WHAT IS EXPECTED:
Extract every line in the records below that contains the string "head". Matching is case-sensitive.

EXTRACTED ENTRIES:

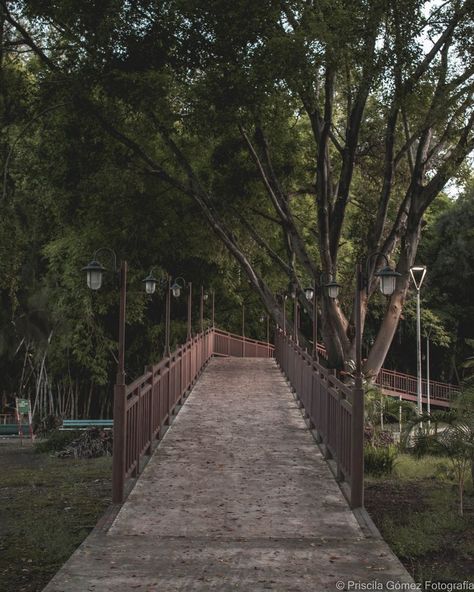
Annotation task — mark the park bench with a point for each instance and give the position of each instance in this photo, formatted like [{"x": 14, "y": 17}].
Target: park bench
[
  {"x": 84, "y": 424},
  {"x": 11, "y": 429}
]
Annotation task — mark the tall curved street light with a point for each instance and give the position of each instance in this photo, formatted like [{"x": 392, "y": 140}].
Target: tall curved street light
[
  {"x": 418, "y": 273},
  {"x": 387, "y": 283}
]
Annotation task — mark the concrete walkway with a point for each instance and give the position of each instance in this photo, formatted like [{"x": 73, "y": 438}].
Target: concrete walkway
[{"x": 236, "y": 497}]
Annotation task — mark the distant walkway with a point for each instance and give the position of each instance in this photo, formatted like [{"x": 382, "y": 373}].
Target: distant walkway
[{"x": 236, "y": 497}]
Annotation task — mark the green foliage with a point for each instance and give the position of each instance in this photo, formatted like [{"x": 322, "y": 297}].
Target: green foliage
[
  {"x": 379, "y": 461},
  {"x": 56, "y": 441}
]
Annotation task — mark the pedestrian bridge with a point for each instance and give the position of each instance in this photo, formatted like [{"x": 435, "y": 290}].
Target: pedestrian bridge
[{"x": 237, "y": 496}]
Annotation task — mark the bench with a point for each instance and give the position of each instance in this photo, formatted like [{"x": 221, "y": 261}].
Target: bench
[
  {"x": 84, "y": 424},
  {"x": 11, "y": 429}
]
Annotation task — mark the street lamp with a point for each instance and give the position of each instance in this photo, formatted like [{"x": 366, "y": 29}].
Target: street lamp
[
  {"x": 332, "y": 288},
  {"x": 204, "y": 298},
  {"x": 175, "y": 288},
  {"x": 150, "y": 283},
  {"x": 387, "y": 279},
  {"x": 418, "y": 273},
  {"x": 95, "y": 271},
  {"x": 311, "y": 296}
]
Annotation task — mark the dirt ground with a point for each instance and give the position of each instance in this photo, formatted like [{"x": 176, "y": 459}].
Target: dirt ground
[
  {"x": 419, "y": 520},
  {"x": 47, "y": 507}
]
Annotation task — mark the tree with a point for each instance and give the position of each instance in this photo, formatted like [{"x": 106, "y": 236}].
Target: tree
[{"x": 328, "y": 80}]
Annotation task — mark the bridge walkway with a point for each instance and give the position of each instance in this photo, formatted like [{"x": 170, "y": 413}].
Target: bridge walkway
[{"x": 236, "y": 497}]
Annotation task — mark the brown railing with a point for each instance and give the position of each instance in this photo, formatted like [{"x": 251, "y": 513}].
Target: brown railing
[
  {"x": 149, "y": 401},
  {"x": 407, "y": 384},
  {"x": 229, "y": 344},
  {"x": 328, "y": 404}
]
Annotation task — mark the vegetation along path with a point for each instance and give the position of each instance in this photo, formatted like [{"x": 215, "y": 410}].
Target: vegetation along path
[{"x": 236, "y": 497}]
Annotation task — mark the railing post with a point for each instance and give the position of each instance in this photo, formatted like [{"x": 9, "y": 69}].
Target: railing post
[
  {"x": 357, "y": 448},
  {"x": 151, "y": 410},
  {"x": 120, "y": 417}
]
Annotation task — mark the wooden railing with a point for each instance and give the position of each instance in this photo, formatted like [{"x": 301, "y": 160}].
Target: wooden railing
[
  {"x": 229, "y": 344},
  {"x": 408, "y": 385},
  {"x": 151, "y": 400},
  {"x": 328, "y": 404}
]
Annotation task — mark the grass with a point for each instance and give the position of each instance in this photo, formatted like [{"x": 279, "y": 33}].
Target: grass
[
  {"x": 415, "y": 509},
  {"x": 35, "y": 490}
]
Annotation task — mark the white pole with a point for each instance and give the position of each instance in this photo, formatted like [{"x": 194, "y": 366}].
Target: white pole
[
  {"x": 418, "y": 346},
  {"x": 428, "y": 389},
  {"x": 400, "y": 414}
]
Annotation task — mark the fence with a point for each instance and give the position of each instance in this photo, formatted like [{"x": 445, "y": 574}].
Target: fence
[
  {"x": 229, "y": 344},
  {"x": 404, "y": 383},
  {"x": 148, "y": 403},
  {"x": 334, "y": 410}
]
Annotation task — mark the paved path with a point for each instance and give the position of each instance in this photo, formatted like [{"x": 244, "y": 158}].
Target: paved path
[{"x": 236, "y": 497}]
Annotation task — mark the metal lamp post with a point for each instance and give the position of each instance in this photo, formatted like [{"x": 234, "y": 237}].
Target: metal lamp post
[
  {"x": 213, "y": 294},
  {"x": 311, "y": 296},
  {"x": 175, "y": 289},
  {"x": 418, "y": 273},
  {"x": 95, "y": 271},
  {"x": 204, "y": 298},
  {"x": 387, "y": 278},
  {"x": 428, "y": 389},
  {"x": 294, "y": 296}
]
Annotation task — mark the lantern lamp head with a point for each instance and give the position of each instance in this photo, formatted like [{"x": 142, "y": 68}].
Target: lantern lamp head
[
  {"x": 150, "y": 283},
  {"x": 176, "y": 290},
  {"x": 388, "y": 279},
  {"x": 94, "y": 271},
  {"x": 333, "y": 289}
]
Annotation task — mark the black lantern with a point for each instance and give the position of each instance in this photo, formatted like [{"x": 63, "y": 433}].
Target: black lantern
[
  {"x": 388, "y": 279},
  {"x": 150, "y": 283},
  {"x": 94, "y": 271},
  {"x": 333, "y": 289}
]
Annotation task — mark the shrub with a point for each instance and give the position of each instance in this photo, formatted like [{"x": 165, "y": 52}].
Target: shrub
[
  {"x": 379, "y": 461},
  {"x": 56, "y": 440}
]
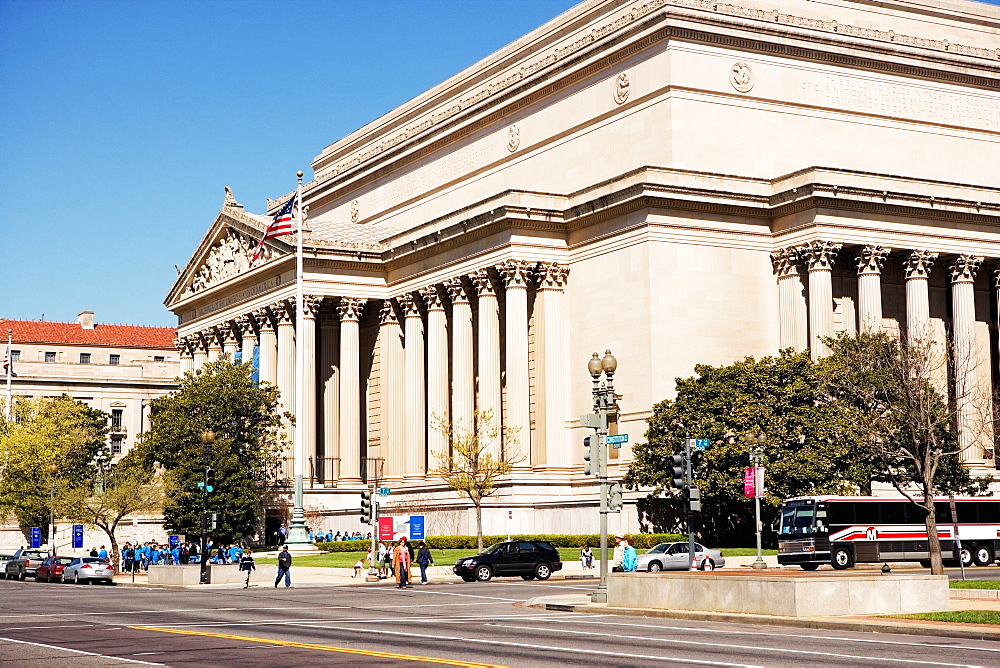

TASK RESPONSE:
Annotation task — mark the lantern lamp head with a point for each instance and give the position of each instance in this photo, formatted like [{"x": 142, "y": 68}].
Target: lantern lamp head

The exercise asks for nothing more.